Dataset entries

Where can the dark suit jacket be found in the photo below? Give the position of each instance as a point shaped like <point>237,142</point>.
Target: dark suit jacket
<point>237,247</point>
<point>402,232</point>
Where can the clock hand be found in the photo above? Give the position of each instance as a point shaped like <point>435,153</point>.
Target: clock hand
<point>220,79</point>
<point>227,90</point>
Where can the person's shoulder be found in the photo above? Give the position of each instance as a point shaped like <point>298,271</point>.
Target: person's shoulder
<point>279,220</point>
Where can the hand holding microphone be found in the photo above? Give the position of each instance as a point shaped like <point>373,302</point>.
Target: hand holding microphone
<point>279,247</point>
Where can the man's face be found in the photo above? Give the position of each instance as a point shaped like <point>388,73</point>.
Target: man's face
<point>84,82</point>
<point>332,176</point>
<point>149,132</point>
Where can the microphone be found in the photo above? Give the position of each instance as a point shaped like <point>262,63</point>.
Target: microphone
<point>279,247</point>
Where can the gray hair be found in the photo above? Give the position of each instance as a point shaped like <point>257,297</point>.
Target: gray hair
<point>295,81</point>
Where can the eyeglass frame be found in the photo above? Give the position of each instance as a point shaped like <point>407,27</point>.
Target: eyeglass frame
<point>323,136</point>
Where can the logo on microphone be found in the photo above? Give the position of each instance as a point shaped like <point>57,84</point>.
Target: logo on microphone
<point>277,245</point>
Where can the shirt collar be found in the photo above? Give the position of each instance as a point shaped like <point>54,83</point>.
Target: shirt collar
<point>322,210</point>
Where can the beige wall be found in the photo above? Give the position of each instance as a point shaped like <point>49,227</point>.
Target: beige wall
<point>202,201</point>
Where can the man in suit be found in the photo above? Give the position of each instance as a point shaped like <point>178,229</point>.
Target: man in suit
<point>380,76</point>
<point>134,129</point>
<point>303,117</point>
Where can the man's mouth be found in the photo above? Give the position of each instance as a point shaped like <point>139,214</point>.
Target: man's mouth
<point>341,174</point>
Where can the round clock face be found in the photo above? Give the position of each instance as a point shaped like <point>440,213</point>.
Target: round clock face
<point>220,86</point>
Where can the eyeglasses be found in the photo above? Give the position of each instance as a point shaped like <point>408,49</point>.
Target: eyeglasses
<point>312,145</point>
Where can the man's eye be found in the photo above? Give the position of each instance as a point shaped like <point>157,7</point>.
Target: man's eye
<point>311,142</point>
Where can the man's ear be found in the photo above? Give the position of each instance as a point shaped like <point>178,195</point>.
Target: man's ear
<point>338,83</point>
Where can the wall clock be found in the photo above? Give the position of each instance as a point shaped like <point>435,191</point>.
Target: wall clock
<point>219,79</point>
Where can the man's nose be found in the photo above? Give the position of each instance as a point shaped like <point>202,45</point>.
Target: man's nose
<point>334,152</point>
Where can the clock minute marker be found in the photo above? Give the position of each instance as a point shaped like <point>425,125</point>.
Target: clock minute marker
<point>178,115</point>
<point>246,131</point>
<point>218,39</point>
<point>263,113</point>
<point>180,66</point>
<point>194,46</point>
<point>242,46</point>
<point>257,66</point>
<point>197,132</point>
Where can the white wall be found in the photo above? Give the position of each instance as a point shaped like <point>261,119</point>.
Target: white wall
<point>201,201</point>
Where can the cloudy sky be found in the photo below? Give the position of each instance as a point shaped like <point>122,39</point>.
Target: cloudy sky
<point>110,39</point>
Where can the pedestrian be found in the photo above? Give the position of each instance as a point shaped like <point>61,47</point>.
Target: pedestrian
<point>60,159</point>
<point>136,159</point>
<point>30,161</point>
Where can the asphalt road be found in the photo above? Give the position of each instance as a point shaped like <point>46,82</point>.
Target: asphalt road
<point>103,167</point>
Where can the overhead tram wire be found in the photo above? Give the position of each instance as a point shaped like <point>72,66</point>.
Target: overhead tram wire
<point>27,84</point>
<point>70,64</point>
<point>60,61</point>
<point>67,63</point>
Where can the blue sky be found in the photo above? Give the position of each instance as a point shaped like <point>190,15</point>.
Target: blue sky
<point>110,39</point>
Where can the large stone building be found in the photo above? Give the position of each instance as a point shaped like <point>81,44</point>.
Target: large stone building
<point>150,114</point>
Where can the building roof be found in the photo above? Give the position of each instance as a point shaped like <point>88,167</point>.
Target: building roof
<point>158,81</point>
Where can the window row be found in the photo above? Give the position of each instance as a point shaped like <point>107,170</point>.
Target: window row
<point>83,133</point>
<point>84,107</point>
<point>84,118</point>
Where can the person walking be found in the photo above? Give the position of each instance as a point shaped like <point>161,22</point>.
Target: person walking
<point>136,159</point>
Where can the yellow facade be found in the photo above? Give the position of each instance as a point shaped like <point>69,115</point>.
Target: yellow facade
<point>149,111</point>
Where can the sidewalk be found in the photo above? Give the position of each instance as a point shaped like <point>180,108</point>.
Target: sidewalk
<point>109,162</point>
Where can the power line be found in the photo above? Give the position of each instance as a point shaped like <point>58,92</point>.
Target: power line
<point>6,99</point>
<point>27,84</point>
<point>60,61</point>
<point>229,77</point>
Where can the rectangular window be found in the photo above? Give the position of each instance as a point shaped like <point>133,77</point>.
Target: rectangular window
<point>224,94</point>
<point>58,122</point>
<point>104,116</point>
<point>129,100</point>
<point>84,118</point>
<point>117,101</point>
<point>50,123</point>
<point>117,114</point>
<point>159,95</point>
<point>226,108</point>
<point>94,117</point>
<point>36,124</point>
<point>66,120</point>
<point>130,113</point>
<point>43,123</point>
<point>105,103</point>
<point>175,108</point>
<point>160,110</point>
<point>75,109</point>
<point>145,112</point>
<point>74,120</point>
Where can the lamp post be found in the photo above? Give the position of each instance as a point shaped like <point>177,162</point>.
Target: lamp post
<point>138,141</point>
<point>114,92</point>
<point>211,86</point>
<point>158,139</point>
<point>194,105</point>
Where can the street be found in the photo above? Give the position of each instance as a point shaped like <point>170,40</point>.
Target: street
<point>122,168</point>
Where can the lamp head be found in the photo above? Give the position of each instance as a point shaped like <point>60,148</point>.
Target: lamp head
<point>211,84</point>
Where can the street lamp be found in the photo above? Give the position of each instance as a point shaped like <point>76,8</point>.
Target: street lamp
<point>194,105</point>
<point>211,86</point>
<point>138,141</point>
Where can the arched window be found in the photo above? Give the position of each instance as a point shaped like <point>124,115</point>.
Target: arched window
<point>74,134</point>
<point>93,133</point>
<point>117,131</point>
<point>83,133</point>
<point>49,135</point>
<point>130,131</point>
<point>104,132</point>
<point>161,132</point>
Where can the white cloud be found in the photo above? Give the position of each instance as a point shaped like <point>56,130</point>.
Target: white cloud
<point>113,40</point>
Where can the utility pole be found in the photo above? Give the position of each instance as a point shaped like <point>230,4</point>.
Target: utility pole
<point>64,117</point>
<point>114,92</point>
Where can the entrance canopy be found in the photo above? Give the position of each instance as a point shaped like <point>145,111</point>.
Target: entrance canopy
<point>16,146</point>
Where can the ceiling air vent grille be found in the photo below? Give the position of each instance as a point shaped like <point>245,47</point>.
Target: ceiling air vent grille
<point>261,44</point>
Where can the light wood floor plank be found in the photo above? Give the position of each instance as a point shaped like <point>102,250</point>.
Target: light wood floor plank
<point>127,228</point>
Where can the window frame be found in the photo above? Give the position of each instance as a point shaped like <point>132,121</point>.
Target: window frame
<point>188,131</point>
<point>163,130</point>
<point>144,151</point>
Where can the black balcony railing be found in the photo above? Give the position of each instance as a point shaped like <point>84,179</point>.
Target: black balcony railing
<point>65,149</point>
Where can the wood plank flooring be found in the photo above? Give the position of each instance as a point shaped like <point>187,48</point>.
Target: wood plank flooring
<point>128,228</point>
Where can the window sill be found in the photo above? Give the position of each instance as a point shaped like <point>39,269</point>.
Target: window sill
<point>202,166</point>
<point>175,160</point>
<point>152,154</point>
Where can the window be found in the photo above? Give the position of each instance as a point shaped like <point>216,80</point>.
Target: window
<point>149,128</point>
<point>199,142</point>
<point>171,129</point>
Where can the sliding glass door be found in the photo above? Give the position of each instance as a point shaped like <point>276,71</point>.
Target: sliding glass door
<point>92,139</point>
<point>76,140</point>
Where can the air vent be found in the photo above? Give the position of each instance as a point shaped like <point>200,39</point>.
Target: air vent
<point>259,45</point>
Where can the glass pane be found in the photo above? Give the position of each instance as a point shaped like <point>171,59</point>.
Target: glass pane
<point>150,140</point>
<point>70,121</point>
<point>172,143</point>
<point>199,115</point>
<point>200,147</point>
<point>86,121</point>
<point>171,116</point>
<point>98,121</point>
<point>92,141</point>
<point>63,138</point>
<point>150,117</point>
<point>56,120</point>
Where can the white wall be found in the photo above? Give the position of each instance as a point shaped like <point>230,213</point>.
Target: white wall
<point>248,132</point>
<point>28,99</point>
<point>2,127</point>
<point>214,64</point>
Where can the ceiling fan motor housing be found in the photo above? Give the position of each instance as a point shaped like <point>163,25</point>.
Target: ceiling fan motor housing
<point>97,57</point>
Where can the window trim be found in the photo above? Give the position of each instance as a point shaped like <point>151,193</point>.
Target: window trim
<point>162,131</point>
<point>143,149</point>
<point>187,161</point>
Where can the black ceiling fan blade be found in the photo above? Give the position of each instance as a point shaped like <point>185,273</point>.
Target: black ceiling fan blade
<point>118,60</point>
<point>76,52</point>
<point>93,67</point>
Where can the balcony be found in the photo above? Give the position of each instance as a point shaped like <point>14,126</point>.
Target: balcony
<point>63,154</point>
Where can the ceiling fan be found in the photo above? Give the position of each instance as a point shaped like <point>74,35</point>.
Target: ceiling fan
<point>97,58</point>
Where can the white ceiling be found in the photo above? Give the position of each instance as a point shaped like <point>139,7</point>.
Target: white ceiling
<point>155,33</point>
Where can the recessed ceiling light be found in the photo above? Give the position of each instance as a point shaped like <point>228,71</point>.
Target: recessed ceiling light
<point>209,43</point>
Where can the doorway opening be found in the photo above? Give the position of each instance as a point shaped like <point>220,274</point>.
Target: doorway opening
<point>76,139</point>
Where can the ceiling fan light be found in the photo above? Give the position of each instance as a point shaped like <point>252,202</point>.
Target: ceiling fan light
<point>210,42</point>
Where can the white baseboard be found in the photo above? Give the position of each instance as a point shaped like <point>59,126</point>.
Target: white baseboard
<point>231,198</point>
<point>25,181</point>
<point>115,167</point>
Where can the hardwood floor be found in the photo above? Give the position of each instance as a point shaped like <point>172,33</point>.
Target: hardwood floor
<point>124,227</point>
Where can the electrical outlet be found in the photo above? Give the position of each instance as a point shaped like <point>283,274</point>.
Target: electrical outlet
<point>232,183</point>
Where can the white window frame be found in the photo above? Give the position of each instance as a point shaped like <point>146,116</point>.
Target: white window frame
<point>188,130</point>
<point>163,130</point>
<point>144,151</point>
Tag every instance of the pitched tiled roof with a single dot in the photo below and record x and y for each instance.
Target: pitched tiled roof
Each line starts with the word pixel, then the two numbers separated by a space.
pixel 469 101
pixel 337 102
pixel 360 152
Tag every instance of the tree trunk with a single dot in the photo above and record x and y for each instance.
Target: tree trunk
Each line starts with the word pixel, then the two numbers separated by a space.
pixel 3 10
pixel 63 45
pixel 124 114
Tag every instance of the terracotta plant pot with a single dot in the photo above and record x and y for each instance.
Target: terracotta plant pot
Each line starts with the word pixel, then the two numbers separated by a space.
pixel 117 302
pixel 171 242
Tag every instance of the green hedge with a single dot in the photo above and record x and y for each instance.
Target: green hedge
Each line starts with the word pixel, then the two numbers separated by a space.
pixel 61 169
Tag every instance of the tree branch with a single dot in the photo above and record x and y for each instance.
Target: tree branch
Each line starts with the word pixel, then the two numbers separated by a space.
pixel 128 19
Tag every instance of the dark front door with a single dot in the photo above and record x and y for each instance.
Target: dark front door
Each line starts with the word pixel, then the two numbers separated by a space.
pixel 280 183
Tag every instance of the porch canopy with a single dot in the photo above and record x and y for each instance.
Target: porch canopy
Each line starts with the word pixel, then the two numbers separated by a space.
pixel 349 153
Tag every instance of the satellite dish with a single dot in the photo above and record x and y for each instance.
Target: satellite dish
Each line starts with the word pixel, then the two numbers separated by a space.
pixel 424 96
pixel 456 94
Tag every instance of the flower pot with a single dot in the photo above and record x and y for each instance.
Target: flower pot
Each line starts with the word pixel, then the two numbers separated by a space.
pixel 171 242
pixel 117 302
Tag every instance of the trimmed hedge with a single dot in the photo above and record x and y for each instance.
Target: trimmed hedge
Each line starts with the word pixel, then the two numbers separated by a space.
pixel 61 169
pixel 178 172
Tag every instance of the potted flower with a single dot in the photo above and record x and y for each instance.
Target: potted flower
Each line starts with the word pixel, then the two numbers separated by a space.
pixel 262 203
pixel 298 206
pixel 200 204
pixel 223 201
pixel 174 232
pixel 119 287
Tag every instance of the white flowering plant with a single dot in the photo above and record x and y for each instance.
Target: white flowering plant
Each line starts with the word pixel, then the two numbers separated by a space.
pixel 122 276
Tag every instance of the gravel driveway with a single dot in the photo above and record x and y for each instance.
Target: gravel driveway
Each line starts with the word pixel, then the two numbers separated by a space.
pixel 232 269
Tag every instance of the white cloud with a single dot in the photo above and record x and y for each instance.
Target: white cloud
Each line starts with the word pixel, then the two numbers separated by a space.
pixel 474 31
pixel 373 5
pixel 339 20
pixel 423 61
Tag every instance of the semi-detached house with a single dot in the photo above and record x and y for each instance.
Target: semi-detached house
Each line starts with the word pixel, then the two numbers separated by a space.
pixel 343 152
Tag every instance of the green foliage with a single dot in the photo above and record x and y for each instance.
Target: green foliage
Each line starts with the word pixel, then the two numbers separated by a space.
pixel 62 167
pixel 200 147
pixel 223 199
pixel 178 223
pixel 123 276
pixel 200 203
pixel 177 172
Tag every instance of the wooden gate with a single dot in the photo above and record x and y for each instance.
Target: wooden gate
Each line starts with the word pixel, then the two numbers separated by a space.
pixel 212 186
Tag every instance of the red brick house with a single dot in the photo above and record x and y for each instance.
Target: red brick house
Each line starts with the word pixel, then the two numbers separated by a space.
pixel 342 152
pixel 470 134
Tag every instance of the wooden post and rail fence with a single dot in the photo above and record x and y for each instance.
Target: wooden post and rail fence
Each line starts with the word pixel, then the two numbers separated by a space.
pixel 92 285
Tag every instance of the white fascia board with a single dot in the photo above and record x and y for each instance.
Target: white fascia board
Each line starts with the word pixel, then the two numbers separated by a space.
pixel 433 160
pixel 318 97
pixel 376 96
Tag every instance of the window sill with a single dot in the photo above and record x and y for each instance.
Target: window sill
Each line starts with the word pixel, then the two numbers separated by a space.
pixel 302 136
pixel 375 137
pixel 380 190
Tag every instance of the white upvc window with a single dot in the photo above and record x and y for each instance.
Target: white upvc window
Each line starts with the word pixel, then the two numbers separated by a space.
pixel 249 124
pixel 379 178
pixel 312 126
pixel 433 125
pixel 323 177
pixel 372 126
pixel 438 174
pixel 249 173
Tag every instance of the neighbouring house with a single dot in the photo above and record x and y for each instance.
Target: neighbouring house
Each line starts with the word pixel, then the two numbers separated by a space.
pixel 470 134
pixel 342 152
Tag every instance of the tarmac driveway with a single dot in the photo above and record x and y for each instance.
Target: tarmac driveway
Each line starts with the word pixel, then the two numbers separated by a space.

> [Task statement]: Where a line of the records holds the word "hedge", copy that line.

> [Your response]:
Tag every instance of the green hedge with a single dot in the photo above and record x and y for each instance.
Target: green hedge
Tag every instance of the trimmed hedge with a single dot in the photo above and record x and y for each instance.
Target: trimmed hedge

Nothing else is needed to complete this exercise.